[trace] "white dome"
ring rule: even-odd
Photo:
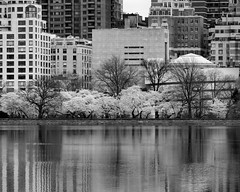
[[[207,60],[201,55],[196,55],[193,53],[182,55],[177,59],[174,59],[172,63],[195,64],[198,65],[199,67],[217,67],[216,64],[212,63],[211,61]]]

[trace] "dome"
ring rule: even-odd
[[[177,59],[174,59],[172,61],[172,63],[195,64],[195,65],[198,65],[199,67],[217,67],[216,64],[205,59],[201,55],[196,55],[193,53],[182,55],[182,56],[178,57]]]

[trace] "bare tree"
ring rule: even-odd
[[[95,71],[95,78],[95,86],[98,89],[118,96],[122,89],[126,89],[137,83],[138,70],[136,67],[125,65],[123,60],[113,56]]]
[[[208,89],[211,92],[211,98],[231,98],[232,87],[235,84],[234,77],[224,75],[218,69],[207,71]]]
[[[194,103],[199,100],[206,77],[194,63],[173,63],[170,70],[173,79],[179,83],[182,100],[187,104],[188,117],[192,118]]]
[[[161,83],[169,80],[166,78],[169,67],[163,60],[143,60],[141,65],[144,67],[146,79],[150,81],[150,86],[154,91],[159,91]]]
[[[53,79],[38,79],[34,86],[29,86],[22,91],[23,98],[33,105],[38,112],[38,119],[47,116],[50,110],[59,106],[59,88]]]

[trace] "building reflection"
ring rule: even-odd
[[[239,191],[239,141],[226,127],[0,126],[0,191]]]

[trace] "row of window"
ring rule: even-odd
[[[18,73],[26,73],[26,68],[18,68],[17,72]],[[3,68],[0,68],[0,73],[3,72]],[[33,73],[33,68],[28,68],[29,73]],[[14,68],[7,68],[7,73],[14,73]]]
[[[18,41],[18,46],[25,46],[27,45],[26,43],[27,41]],[[0,41],[0,46],[3,46],[3,42]],[[7,46],[14,46],[14,41],[7,41]],[[32,40],[29,40],[28,41],[28,46],[33,46],[33,41]],[[51,44],[50,43],[45,43],[45,42],[39,42],[39,41],[35,41],[35,46],[41,46],[41,47],[45,47],[45,48],[50,48],[51,47]],[[49,52],[50,54],[50,49],[46,49],[46,53]]]
[[[18,38],[19,39],[26,39],[26,34],[18,34]],[[33,39],[33,34],[29,33],[28,38]],[[43,41],[49,41],[49,42],[51,41],[51,38],[49,36],[45,36],[45,35],[35,34],[35,38],[43,40]],[[3,39],[3,34],[0,34],[0,39]],[[7,39],[14,39],[14,34],[7,34]]]
[[[27,56],[26,54],[18,54],[18,59],[26,59]],[[35,59],[41,59],[42,61],[50,61],[50,56],[45,56],[45,55],[35,55]],[[0,60],[3,59],[3,56],[0,55]],[[7,54],[7,59],[11,59],[13,60],[14,59],[14,54]],[[29,54],[28,55],[28,59],[33,59],[33,54]]]

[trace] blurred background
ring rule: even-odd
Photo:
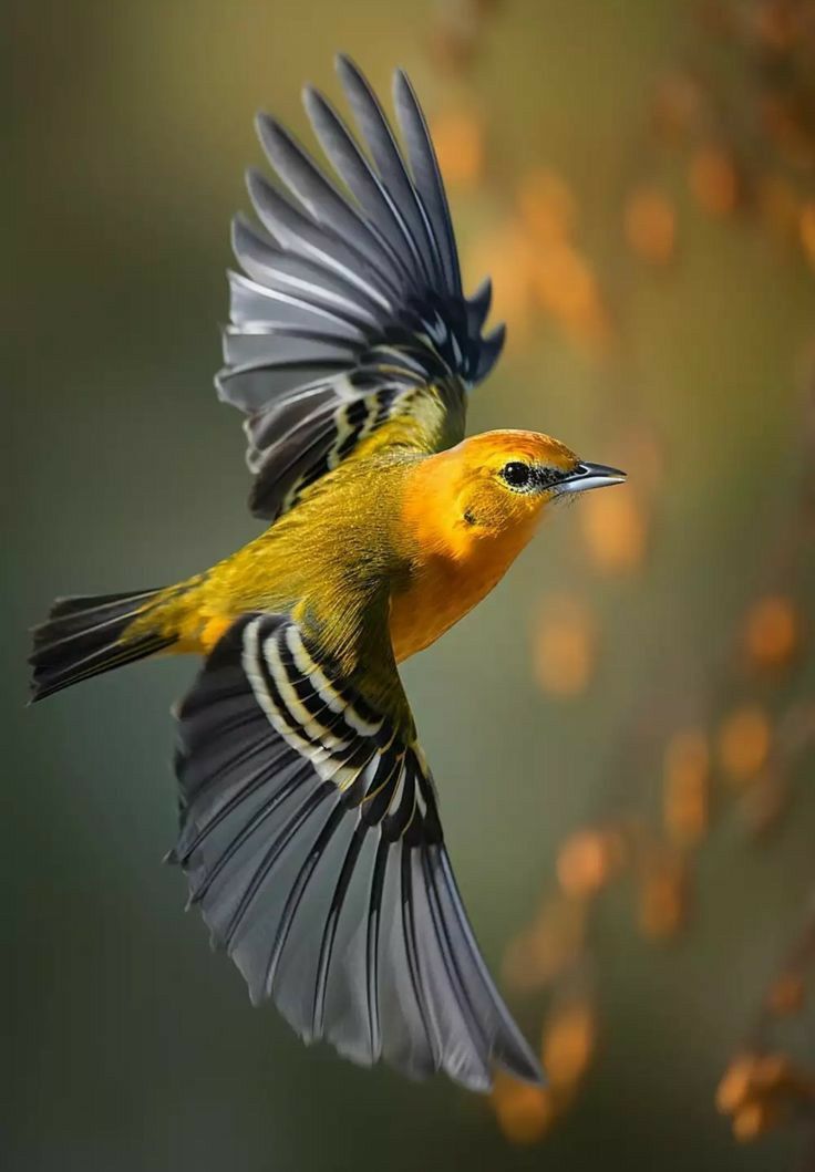
[[[5,9],[4,1166],[815,1167],[815,4]],[[630,473],[405,672],[545,1091],[358,1070],[250,1008],[161,866],[192,662],[23,709],[55,594],[257,532],[212,393],[227,224],[254,111],[307,137],[338,48],[409,70],[493,273],[471,430]]]

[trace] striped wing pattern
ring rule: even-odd
[[[278,183],[250,172],[263,227],[238,218],[233,229],[243,272],[230,274],[216,384],[246,415],[250,504],[271,519],[367,435],[412,411],[417,391],[455,416],[427,436],[430,450],[457,442],[464,391],[503,346],[503,326],[481,333],[489,281],[473,298],[462,293],[444,188],[410,83],[395,75],[402,149],[359,69],[340,57],[338,70],[365,149],[311,88],[306,111],[333,175],[262,115]]]
[[[487,973],[420,748],[299,627],[246,615],[179,710],[172,859],[253,1002],[306,1041],[487,1090],[538,1064]]]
------------
### Instructions to follow
Reproduce the records from the start through the line that contains "[[[239,191],[239,141],[226,127],[0,126],[0,191]]]", replacing "bare tree" with "leafless tree" and changing nothing else. Leave the pictures out.

### Result for this task
[trace] "white dome"
ring rule: even-odd
Photo:
[[[207,60],[201,55],[196,55],[193,53],[182,55],[177,59],[174,59],[172,63],[195,64],[198,65],[199,67],[217,67],[216,64],[212,63],[211,61]]]

[trace] "dome"
ring rule: even-odd
[[[177,59],[174,59],[172,61],[172,63],[195,64],[195,65],[198,65],[199,67],[217,67],[216,64],[205,59],[201,55],[196,55],[193,53],[182,55],[182,56],[178,57]]]

[trace] "leafless tree"
ring rule: even-odd
[[[95,71],[95,78],[95,86],[98,89],[118,96],[122,89],[126,89],[137,83],[138,70],[136,67],[125,65],[123,60],[113,56]]]
[[[208,89],[211,92],[211,98],[231,98],[232,87],[235,84],[234,77],[224,75],[218,69],[207,71]]]
[[[194,103],[199,100],[206,77],[194,63],[173,63],[170,70],[173,79],[179,83],[182,100],[187,104],[188,117],[192,118]]]
[[[161,83],[169,80],[166,78],[169,67],[163,60],[143,60],[141,65],[144,67],[146,79],[150,81],[150,86],[154,91],[159,91]]]
[[[53,79],[38,79],[34,86],[29,86],[22,91],[23,98],[33,105],[38,112],[38,119],[47,116],[50,110],[59,106],[59,88]]]

[trace] "building reflection"
ring rule: even-odd
[[[239,191],[239,141],[226,127],[0,126],[0,191]]]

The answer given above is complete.